Exercises |
a) Answer these questions using the Super Bowl Breakfast article:
(i) Which television network carried the breakfast?
(ii) Which NFL team does Walt Day serve as chaplain?
(iii) How old is Glen Henley?
b) Repeat the part of the Super Bowl Breakfast article between "Glen Henley, a" and "Orleans Saints chaplain.", inclusive.
c) Pick up the Super Bowl Breakfast article where it stops and carry it forward.

Quoted passage |
******************************
No Arm-Chair Christians


The day before the big game, the NFL also had its own outreach in one of the ballrooms at the Hyatt Regency New Orleans, located adjacent to the Superdome. The evangelistic event featured testimonies and Scripture quotations from Christian players and an invitation for fans to pray to receive Christ.


“It’s amazing how much attention the Super Bowl gets,” said Walt Day, 42, chaplain of the Patriots, who attended the 15th annual NFL-sanctioned Super Bowl Breakfast. “This [breakfast] is just a great opportunity to broadly sow the gospel. Some people will come closer to God, but this could also be the first step for a lot of people in terms of having a relationship with the Lord.”


Televised on the PAX TV network, the invitation-only event drew 800 businessmen, youngsters, and NFL stars and coaches, including Darrell Green, Chris Carter and Dave Wannstedt.


Sponsored by Athletes in Action (AIA), a Xenia, Ohio-based sports ministry, the event featured the Bart Starr Award (BSA), which is given to a Christian NFL player who exemplifies outstanding character and leadership at home, on the field and in the community. Past winners include Steve Largent, Mike Singletary, Reggie White and Aeneas Williams.


“There was a time if you were a Christian in the NFL, not many people stood up,” emcee and Super Bowl sportscaster Pat Summerall, 71, told the audience. “People more and more are saying, ‘I’m a Christian, and I’m proud of it.’ An old song says, ‘You can’t be a beacon if your light don’t shine.'”


Green, a 42-year-old defensive back for the Washington Redskins, told the audience that his “desire as a player is to impact the world.”


“The true impact comes from presenting the gospel,” said Green, a future NFL Hall of Fame inductee and previous BSA winner. “It’s not just talking about it, but living the life of Jesus Christ.”


An avid Dallas Cowboys fan, Paul Castaldo said the number of Christian players and coaches at the breakfast made an impression on him. “I was really surprised at how everything was about Jesus,” said the 29-year-old Orlando, Florida-area resident who traveled to New Orleans with two friends.


Chan Gingras, a St. Petersburg, Florida, resident who attended the breakfast with Castaldo, said the various speakers encouraged his faith. “I thought it was interesting to see how little attention the secular press gave an event that had so many famous athletes and such a positive message,” Gingras, 29, said.


Glen Henley, a New Orleans resident and another Christian, called the event “pretty amazing” for its Christ-centered theme. “It’s almost a miracle that the NFL is this involved in proclaiming Christ,” Henley, 53, said.


Doug Greengard, 40, a sportscaster who founded a sports ministry in the New Orleans area, was “very impressed” with the outreach.


“This is awesome because it impacts the influential executive who can afford to go to the Super Bowl but perhaps has never darkened the doorway of a church,” said Greengard, who serves as the New Orleans Saints chaplain.
******************************
Dataset content |
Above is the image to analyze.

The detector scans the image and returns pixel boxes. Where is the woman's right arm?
******************************
Answers for the exercise |
a)
(i) PAX TV
(ii) The Patriots
(iii) 53

b)
Glen Henley, a New Orleans resident and another Christian, called the event “pretty amazing” for its Christ-centered theme. “It’s almost a miracle that the NFL is this involved in proclaiming Christ,” Henley, 53, said.


Doug Greengard, 40, a sportscaster who founded a sports ministry in the New Orleans area, was “very impressed” with the outreach.


“This is awesome because it impacts the influential executive who can afford to go to the Super Bowl but perhaps has never darkened the doorway of a church,” said Greengard, who serves as the New Orleans Saints chaplain.

c)
AIA national director Will Pugh said that since the event started in the late 1980s hundreds have come to Christ. In addition to being invited to say the sinner’s prayer, those who came to the breakfast were asked to fill out comment cards. Pugh said AIA follows up with those who make spiritual decisions and encourages them to connect with a church in their community.


“This, to me, represents why we do what we do,” said Pugh, noting that the breakfast is AIA’s largest outreach of the year. “The heart behind it is to boldly proclaim the love and truth of Christ and to develop and mobilize co-laborers–all the winners of the award–for a global harvest through the sports platform.”


Pugh said the NFL’s stamp of approval on the event is a “big time” blessing. “I think the sovereignty and favor of God is with the event,” said Pugh, noting that there has never been a controversy over the event’s direct gospel presentation. “There’s a lot of credibility and respect with the winners of this award. That is a message that resonates regardless of religious or spiritual background.”


NFL hall of famer and past BSA recipient Anthony Muñoz, 43, agreed. “I really believe it’s a God-thing that He has given us this platform,” Muñoz, co-chairman of the breakfast, told Charisma. “It’s become a great vehicle to touch the hearts of people with the gospel.”


Evangelism: A Team Effort


Besides the breakfast, other similar outreaches featuring testimonies of Christian NFL players also were held the day before the Super Bowl at area churches.


Greengard’s ministry presented a free event at Victory Fellowship with Kansas City Chiefs place-kicker Todd Peterson and Patriots wide receiver Torrance Small. Held at Greengard’s home church in Metairie, a New Orleans suburb, the event attracted 300 people.


“In the midst of Super Bowl events that cost something to attend, I thought it’s important to offer something that’s free because the greatest gift is salvation, and it cost nothing,” said Greengard, who wants to hold a similar free outreach in every Super Bowl city. “This was a great opportunity to reach young people and the middle-class football fan who may have no idea about having a personal relationship with Jesus.”


A desire to present the gospel sometime during the Rams and Patriots contest motivated 14 area SBC churches to hold free Super Bowl “watch parties.” Typically, these featured the game on a big-screen television, as well as food, entertainment for children and NFL-related giveaways.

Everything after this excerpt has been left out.